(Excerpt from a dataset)

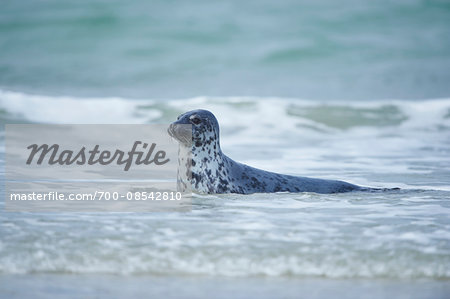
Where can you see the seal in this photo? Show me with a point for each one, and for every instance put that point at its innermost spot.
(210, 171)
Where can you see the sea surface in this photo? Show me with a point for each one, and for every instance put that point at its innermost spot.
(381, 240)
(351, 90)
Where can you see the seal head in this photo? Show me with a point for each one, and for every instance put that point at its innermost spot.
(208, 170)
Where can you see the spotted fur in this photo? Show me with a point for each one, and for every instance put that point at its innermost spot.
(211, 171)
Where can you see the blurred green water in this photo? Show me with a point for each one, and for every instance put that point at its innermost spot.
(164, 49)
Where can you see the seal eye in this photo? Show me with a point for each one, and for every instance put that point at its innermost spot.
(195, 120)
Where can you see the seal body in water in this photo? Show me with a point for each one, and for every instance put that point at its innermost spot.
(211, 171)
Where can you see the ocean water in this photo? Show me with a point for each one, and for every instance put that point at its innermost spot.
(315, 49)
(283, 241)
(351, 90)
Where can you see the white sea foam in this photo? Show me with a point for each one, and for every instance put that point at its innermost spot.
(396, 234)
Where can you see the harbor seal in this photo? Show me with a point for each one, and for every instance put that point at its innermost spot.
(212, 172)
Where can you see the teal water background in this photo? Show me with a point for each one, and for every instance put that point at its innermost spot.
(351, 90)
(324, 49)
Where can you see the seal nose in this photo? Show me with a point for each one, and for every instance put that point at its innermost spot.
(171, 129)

- DIRECTION -
Echo back all of the rows above word for word, leaving out the pictures.

- OUTPUT -
Where can you see the seal in this photo? Show me with a point for each one, and for every instance put that point at its innermost spot.
(210, 171)
Where can you see the sea surface in this photo? Show me with a point for each one, and for every instance put that point at its innermost spot.
(381, 240)
(351, 90)
Where can you see the seal head in this photo? Show me with a point for each one, and for every instance put that point at its innermost spot.
(208, 170)
Where can you see the spotted fur in this photo? Show me with a point for each one, and for every instance put that point at its innermost spot.
(211, 171)
Where can you see the blurred green water in this photo? Show me with a point for each one, and for every instance put that point at its innermost spot.
(164, 49)
Where can you see the seal eye in this photo? Show me with a point for each one, and for every instance put that point at its innermost spot.
(195, 120)
Where can you see the seal body in water in this photo? Show me with a point for each one, and for every instance put that point at its innermost spot.
(211, 171)
Where can you see the ocean water in this photo? Show me with a point for each one, and for every instance put that point at its innermost spot.
(315, 49)
(283, 241)
(351, 90)
Where can you see the white sea foam in this photo? Show me with a point for each one, and for every instance put that point at its innermost spot.
(396, 234)
Where can you see the harbor seal in this photo? Show me with a point for each one, and for every instance put that point at its innermost spot.
(212, 172)
Where can you see the teal water background in this photo? Show me with a point for each one, and for every instance put that point at its innermost spot.
(351, 90)
(324, 49)
Where can you see the seal nose in this photo? Show me with a point for each one, and for every instance put that point at its innermost spot.
(171, 129)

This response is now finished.